== Exercise instructions ==
Copy out the final stretch of the listing: the line that contains "job: provide the outline of every instance of the forested" and all lines after it, exactly as they appear.

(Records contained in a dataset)

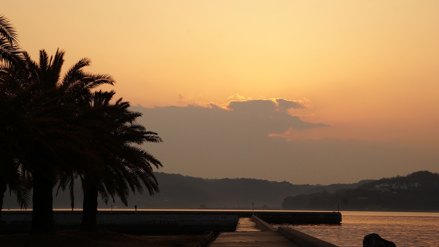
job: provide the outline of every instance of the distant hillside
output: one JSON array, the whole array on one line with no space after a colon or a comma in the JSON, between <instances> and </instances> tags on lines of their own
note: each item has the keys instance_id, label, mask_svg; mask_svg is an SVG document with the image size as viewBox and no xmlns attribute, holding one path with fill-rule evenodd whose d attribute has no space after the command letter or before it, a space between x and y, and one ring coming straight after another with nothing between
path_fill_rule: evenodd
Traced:
<instances>
[{"instance_id":1,"label":"distant hillside","mask_svg":"<svg viewBox=\"0 0 439 247\"><path fill-rule=\"evenodd\" d=\"M439 210L439 174L428 171L383 178L354 189L286 197L284 209Z\"/></svg>"},{"instance_id":2,"label":"distant hillside","mask_svg":"<svg viewBox=\"0 0 439 247\"><path fill-rule=\"evenodd\" d=\"M207 208L250 208L254 203L255 208L280 208L286 196L308 194L326 190L334 192L343 188L356 188L371 181L362 181L352 184L329 185L293 185L287 182L277 182L253 179L205 179L184 176L180 174L155 173L159 182L160 192L150 196L131 194L128 198L128 207L137 205L138 208L198 208L201 204ZM76 208L82 207L82 192L78 182L75 189ZM54 193L55 196L55 192ZM5 196L3 208L16 208L15 198ZM100 201L100 208L110 208L111 205L125 208L116 198L115 203L108 205ZM60 191L54 198L54 207L68 208L68 195Z\"/></svg>"}]
</instances>

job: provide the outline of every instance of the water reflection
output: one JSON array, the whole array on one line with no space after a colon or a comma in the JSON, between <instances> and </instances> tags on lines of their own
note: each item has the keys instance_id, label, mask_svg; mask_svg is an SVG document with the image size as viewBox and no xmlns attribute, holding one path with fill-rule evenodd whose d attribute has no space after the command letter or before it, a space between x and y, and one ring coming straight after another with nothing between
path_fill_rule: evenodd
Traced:
<instances>
[{"instance_id":1,"label":"water reflection","mask_svg":"<svg viewBox=\"0 0 439 247\"><path fill-rule=\"evenodd\" d=\"M342 215L339 225L280 225L340 247L363 246L364 236L371 233L378 234L398 247L439 247L438 213L344 212Z\"/></svg>"}]
</instances>

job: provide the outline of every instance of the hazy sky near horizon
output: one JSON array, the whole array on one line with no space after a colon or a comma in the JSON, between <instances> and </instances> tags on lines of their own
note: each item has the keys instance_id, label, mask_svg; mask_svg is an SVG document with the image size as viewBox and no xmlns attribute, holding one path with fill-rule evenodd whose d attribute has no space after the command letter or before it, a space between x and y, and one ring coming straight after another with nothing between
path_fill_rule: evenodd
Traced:
<instances>
[{"instance_id":1,"label":"hazy sky near horizon","mask_svg":"<svg viewBox=\"0 0 439 247\"><path fill-rule=\"evenodd\" d=\"M34 59L59 47L65 69L86 57L115 77L163 137L146 146L163 171L320 184L439 172L438 1L1 5Z\"/></svg>"}]
</instances>

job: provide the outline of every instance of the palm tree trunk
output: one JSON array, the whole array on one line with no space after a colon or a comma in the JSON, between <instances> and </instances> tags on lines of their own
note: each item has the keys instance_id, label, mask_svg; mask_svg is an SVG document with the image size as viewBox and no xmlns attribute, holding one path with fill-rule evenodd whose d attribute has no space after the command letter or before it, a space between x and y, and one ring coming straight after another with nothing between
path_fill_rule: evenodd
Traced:
<instances>
[{"instance_id":1,"label":"palm tree trunk","mask_svg":"<svg viewBox=\"0 0 439 247\"><path fill-rule=\"evenodd\" d=\"M3 199L4 198L4 192L6 188L6 182L0 176L0 222L1 222L1 209L3 208Z\"/></svg>"},{"instance_id":2,"label":"palm tree trunk","mask_svg":"<svg viewBox=\"0 0 439 247\"><path fill-rule=\"evenodd\" d=\"M53 181L40 172L34 171L34 191L32 195L33 211L32 234L52 235L55 234L54 225Z\"/></svg>"},{"instance_id":3,"label":"palm tree trunk","mask_svg":"<svg viewBox=\"0 0 439 247\"><path fill-rule=\"evenodd\" d=\"M82 221L81 231L95 232L98 212L98 185L95 180L85 175L84 178L84 201L82 203Z\"/></svg>"}]
</instances>

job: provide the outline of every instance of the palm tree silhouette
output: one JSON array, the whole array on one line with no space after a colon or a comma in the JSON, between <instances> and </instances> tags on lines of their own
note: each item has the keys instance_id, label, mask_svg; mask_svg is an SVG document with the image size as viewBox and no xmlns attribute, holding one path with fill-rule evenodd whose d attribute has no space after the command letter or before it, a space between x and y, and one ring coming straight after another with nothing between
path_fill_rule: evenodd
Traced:
<instances>
[{"instance_id":1,"label":"palm tree silhouette","mask_svg":"<svg viewBox=\"0 0 439 247\"><path fill-rule=\"evenodd\" d=\"M16 94L15 80L19 79L14 74L12 66L20 65L22 57L18 45L15 28L4 15L0 15L0 221L3 199L7 185L9 191L17 195L18 204L26 209L29 202L27 187L29 174L23 170L22 164L14 155L18 144L14 136L17 123L17 109L14 99L10 96ZM9 72L12 72L10 73Z\"/></svg>"},{"instance_id":2,"label":"palm tree silhouette","mask_svg":"<svg viewBox=\"0 0 439 247\"><path fill-rule=\"evenodd\" d=\"M83 170L88 159L85 140L89 133L70 124L78 117L78 101L90 90L103 84L113 85L111 76L85 72L88 59L80 60L61 77L64 52L59 50L49 58L40 51L39 61L24 53L27 80L22 87L26 98L23 130L27 141L22 141L25 155L21 161L33 179L32 232L54 232L52 189L62 172ZM22 147L23 148L23 147Z\"/></svg>"},{"instance_id":3,"label":"palm tree silhouette","mask_svg":"<svg viewBox=\"0 0 439 247\"><path fill-rule=\"evenodd\" d=\"M145 142L160 142L162 139L157 133L147 131L144 127L134 123L141 116L140 113L128 110L129 104L119 99L111 103L114 91L98 91L90 94L89 100L83 106L85 114L79 124L86 126L93 138L88 140L88 153L97 159L89 160L95 164L88 169L76 174L65 174L60 179L59 189L69 186L74 178L81 179L84 192L82 231L96 230L97 196L101 194L107 204L109 197L121 198L127 205L130 189L133 192L143 192L142 184L150 195L158 192L157 180L151 165L156 168L162 164L154 156L132 144ZM73 182L74 183L74 182ZM72 206L74 205L72 189L70 190Z\"/></svg>"}]
</instances>

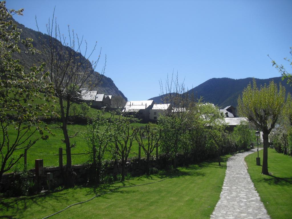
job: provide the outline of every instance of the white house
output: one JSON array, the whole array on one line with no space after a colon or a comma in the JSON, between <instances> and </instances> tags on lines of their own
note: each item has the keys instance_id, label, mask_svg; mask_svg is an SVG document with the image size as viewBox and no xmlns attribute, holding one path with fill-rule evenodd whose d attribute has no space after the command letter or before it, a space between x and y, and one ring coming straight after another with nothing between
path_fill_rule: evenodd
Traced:
<instances>
[{"instance_id":1,"label":"white house","mask_svg":"<svg viewBox=\"0 0 292 219\"><path fill-rule=\"evenodd\" d=\"M163 115L169 108L170 104L154 104L152 109L149 110L149 119L150 120L157 120L161 115Z\"/></svg>"},{"instance_id":2,"label":"white house","mask_svg":"<svg viewBox=\"0 0 292 219\"><path fill-rule=\"evenodd\" d=\"M152 108L153 100L128 101L122 112L135 115L145 121L149 120L149 110Z\"/></svg>"}]
</instances>

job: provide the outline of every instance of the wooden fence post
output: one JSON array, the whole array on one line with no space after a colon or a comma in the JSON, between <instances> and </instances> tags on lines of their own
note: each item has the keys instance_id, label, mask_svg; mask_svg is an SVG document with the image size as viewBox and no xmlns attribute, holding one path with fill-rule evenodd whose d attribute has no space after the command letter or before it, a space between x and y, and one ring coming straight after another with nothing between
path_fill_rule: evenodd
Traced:
<instances>
[{"instance_id":1,"label":"wooden fence post","mask_svg":"<svg viewBox=\"0 0 292 219\"><path fill-rule=\"evenodd\" d=\"M24 169L26 170L27 168L27 149L24 149Z\"/></svg>"},{"instance_id":2,"label":"wooden fence post","mask_svg":"<svg viewBox=\"0 0 292 219\"><path fill-rule=\"evenodd\" d=\"M158 144L156 145L156 160L158 159Z\"/></svg>"},{"instance_id":3,"label":"wooden fence post","mask_svg":"<svg viewBox=\"0 0 292 219\"><path fill-rule=\"evenodd\" d=\"M63 149L59 148L59 166L62 170L63 168Z\"/></svg>"},{"instance_id":4,"label":"wooden fence post","mask_svg":"<svg viewBox=\"0 0 292 219\"><path fill-rule=\"evenodd\" d=\"M139 157L139 159L140 160L141 159L141 146L140 145L139 145L139 154L138 154L138 156Z\"/></svg>"}]
</instances>

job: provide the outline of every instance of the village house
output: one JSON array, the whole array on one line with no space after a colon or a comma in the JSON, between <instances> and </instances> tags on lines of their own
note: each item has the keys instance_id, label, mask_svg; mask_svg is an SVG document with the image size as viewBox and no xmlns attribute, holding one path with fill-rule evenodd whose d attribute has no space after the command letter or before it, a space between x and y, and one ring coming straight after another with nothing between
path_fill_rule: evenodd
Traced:
<instances>
[{"instance_id":1,"label":"village house","mask_svg":"<svg viewBox=\"0 0 292 219\"><path fill-rule=\"evenodd\" d=\"M230 131L233 131L234 128L236 126L239 125L242 121L248 121L247 118L244 117L225 117L224 119L227 125L226 129Z\"/></svg>"},{"instance_id":2,"label":"village house","mask_svg":"<svg viewBox=\"0 0 292 219\"><path fill-rule=\"evenodd\" d=\"M112 95L98 94L97 91L88 91L86 89L81 91L81 98L88 104L92 104L91 107L96 109L110 107Z\"/></svg>"},{"instance_id":3,"label":"village house","mask_svg":"<svg viewBox=\"0 0 292 219\"><path fill-rule=\"evenodd\" d=\"M154 104L152 108L149 110L149 119L150 121L157 121L161 115L164 114L170 109L170 103Z\"/></svg>"},{"instance_id":4,"label":"village house","mask_svg":"<svg viewBox=\"0 0 292 219\"><path fill-rule=\"evenodd\" d=\"M235 108L232 106L228 106L223 109L219 110L223 114L224 117L236 117Z\"/></svg>"}]
</instances>

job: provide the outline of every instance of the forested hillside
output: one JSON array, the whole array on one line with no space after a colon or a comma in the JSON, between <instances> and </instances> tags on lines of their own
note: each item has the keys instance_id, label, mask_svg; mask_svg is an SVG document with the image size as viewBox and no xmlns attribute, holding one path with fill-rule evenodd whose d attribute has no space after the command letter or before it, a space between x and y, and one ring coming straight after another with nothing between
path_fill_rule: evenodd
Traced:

== Exercise answer ==
job: provide the outline of every instance of the forested hillside
output: one JSON array, the whole array on one line with no space after a colon or a comma in the JSON, between <instances> and </instances> tags on lines of their own
note: each item has the keys instance_id, label, mask_svg; mask_svg is an SVG document with the image size as viewBox and no xmlns attribute, holding one path with fill-rule evenodd whose d attribute has no space after the command letter or before it, a space between x and y, and one ring coming straight after another with nothing between
path_fill_rule: evenodd
Traced:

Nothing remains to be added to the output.